* Excerpted text:
+ + + + +
The user defined filter facility provides a mechanism
whereby filters written as DEC Text Processing Utility
(DECTPU) programs are automatically executed when tests
are run. These filters are referred to as user filters.
The implementation enables users to solve easily many
filtering problems, often with a single-line program,
whilst allowing full access to the facilities of DECTPU
to solve more complex cases.
To implement a new filter, a file containing the
required DECTPU commands is created. There are a
number of predefined patterns and a global replace
procedure provided which can be used to build the
commands. For example, the following command will
replace device names that precede a directory with
the string "DEVICE":
global_replace( identifier + ':[' , 'DEVICE:[' )
Procedure global_replace is similar to the TPU pattern
style feature of Language-Sensitive Editor and filters
can be developed using that facility.
To associate a user filter with a test, a logical
variable starting with the characters "DTM$UF_"
is created. The value of the variable is the file
specification of the file containing the DECTPU
commands.
The variable is then associated with the test in the
usual way.
When the test is run, as part of a collection, the
filter will be applied.
1 – uf_variables
Variables with names beginning with the string "DTM$UF_ " are used to control user filters. These variables must be logical variables but can be global or local. When tests are run that have associated variables whose names begin with the string "DTM$UF_", DTM will apply the user filters contained in the files referenced by the value of those variables. Only a single file may be referenced by each variable. The specified files are executed by DEC Text Processing Utility (DECTPU). If more than one user filter variable is associated with a test, the files are executed in the lexicographic order of the variable names. The user filters are applied before any built-in filters that are also specified for the test. User filter files can be located either in OpenVMS directories or in Code Management System (CMS) libraries. Files may be specified using logical names including logical names that specify search lists. Wildcards cannot be used. For files in CMS libraries, the most recent generation on the main line of descent is used. Before the first file is executed the file to be filtered is read into the DECTPU buffer "filter_ buffer". Next, the file specified by the logical name DTM$UFDEFINES is executed. The system logical name DTM$UFDEFINES references the file SYS$LIBRARY:DTM$UFDEFINES.TPU, which contains definitions of a global replace procedure and patterns which can be used in building filters. This logical can be redefined to point to a custom file. Any errors in accessing the user filter files or in executing the DECTPU commands will be reported. However, they will not cause the filter operation to fail, and any remaining user and built-in filters will be applied. After all the user filters have been applied, the file being filtered will be written out. If any built-in filters are also specified, they are applied to the newly created file, resulting in a second new version. In order to disable a user filter that is defined with a global variable for a particular test, define the value of the variable for the test as a string containing only spaces.
+ + + + +
* Listing:
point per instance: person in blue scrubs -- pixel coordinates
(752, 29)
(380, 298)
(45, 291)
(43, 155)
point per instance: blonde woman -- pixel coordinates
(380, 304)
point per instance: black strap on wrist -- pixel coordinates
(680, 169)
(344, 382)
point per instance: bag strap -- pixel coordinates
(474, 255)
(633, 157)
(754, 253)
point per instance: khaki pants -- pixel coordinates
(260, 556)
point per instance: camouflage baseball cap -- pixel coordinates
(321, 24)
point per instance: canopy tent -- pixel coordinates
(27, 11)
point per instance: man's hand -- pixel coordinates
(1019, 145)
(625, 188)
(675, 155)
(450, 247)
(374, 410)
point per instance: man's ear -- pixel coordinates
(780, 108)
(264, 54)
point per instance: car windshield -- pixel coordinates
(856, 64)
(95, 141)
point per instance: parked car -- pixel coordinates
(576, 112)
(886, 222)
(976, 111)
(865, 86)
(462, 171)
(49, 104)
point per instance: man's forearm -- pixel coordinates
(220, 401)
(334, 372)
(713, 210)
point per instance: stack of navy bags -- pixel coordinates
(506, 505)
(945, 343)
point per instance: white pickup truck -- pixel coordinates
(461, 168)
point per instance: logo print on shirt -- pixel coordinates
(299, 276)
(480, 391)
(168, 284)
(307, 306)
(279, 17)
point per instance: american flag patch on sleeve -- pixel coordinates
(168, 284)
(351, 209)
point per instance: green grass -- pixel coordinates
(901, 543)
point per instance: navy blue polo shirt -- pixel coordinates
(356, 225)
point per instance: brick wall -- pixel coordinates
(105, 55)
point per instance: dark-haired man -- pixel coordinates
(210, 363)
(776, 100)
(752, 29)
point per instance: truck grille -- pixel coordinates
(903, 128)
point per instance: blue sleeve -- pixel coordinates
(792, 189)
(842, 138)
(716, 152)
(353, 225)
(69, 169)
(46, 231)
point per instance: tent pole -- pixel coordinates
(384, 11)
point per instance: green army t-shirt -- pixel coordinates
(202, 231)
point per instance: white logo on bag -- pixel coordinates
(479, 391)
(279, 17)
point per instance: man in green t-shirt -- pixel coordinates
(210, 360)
+ + + + +
* Task list:
A: Answer these questions from the user filter text:
(i) Which characters must begin the name of a logical variable that associates a user filter with a test?
(ii) When more than one user filter variable is associated with a test, in what order are the files executed?
(iii) For user filter files kept in CMS libraries, which generation is used?
B: Output the passage of the user filter text from "Procedure global_replace is" to "filter will be applied.", word for word.
The data has no connection to the user filter text.

* Responses for each task:
A:
(i) "DTM$UF_"
(ii) In the lexicographic order of the variable names.
(iii) The most recent generation on the main line of descent.

B:
Procedure global_replace is similar to the TPU pattern
style feature of Language-Sensitive Editor and filters
can be developed using that facility.
To associate a user filter with a test, a logical
variable starting with the characters "DTM$UF_"
is created. The value of the variable is the file
specification of the file containing the DECTPU
commands.
The variable is then associated with the test in the
usual way.
When the test is run, as part of a collection, the
filter will be applied.